Written request A >> In the passage on Global Omnium's digital transformation, how much money per year does the unified energy efficiency system save?

Selected passage >>

The digital transformation of the production process in Global Omnium is a success story that happened in an unexpected situation

The digital transformation of the production process in Global Omnium is a success story that happened in the unexpected company, since water utility companies that manage those kind of resources tend to oppose a strong resistance to the internal change. And even more when talking about a company that has more than 125 years of history.

However, this bet has proved to be very successful since, by the mere fact of being able to integrate its entire operating structure, the company has improved by 15% the costs associated with the maintenance and supervision of its assets, by implementing an integrated alarm system and homogeneous data operation.

In the same way, the unified energy efficiency system that has been implemented in many of their facilities and that automates the operation of the water extraction pumps that feed many of the towns supplied by Global Omnium, reduces between a 7% and an 11% the total energy cost, representing savings of more than one million euros per year.

It’s important to highlight that all of this has been achieved by bringing together the appropriate technological solutions for the collection of process data and generation of an integrated operating environment, as well as with the strategic will of a large organisation that has more than 3,000 workers and three million customers.

In spite of being a strategic and ambitious project, its results have been able to improve the internal organisation of Global Omnium at different levels, enabling it to implement pioneering technologies in the management of resources such as artificial intelligence and to make it possible for the company to open new business lines in areas far from its traditional expertise, such as the technology market.

Data in this exercise >>
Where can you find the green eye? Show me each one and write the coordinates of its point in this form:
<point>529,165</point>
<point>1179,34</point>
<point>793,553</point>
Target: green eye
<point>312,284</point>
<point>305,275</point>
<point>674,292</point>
--
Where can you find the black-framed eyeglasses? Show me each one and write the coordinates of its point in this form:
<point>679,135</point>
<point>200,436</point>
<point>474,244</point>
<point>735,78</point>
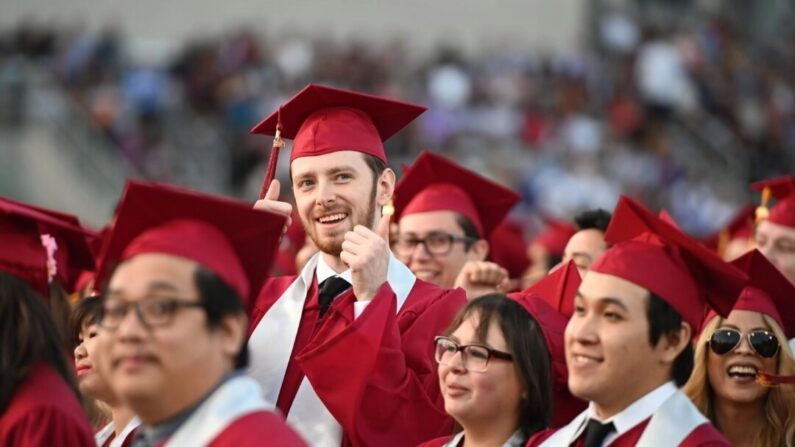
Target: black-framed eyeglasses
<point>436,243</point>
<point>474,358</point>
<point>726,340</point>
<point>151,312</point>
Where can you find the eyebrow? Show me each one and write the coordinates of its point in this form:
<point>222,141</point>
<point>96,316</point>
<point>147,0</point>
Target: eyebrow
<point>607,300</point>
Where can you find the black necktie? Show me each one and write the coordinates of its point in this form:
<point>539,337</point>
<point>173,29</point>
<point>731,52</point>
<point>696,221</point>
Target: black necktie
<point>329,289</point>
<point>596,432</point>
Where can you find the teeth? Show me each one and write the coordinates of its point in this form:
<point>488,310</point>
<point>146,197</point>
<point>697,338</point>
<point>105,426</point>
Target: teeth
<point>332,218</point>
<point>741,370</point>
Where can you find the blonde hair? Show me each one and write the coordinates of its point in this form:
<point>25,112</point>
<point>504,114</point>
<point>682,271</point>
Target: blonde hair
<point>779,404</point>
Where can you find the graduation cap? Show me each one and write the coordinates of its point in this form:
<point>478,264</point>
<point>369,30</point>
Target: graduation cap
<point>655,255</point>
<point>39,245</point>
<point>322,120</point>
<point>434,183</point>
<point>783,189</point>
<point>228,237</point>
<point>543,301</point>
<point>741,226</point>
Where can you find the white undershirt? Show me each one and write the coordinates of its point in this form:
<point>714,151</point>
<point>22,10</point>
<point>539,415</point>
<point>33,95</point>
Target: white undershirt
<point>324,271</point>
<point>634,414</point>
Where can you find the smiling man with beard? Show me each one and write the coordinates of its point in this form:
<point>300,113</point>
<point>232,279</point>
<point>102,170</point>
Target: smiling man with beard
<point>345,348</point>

Written request B >> Please return the lines of the entries between the line holding "Where can you find the green" and the line holding "<point>674,292</point>", inclusive, and nothing else.

Correct result A >> More than one million euros per year.

Correct result B >>
Where can you find the green eye? Show me each one and write the coordinates of its point in this form:
<point>529,165</point>
<point>1179,34</point>
<point>793,553</point>
Target: green eye
<point>312,284</point>
<point>305,275</point>
<point>674,292</point>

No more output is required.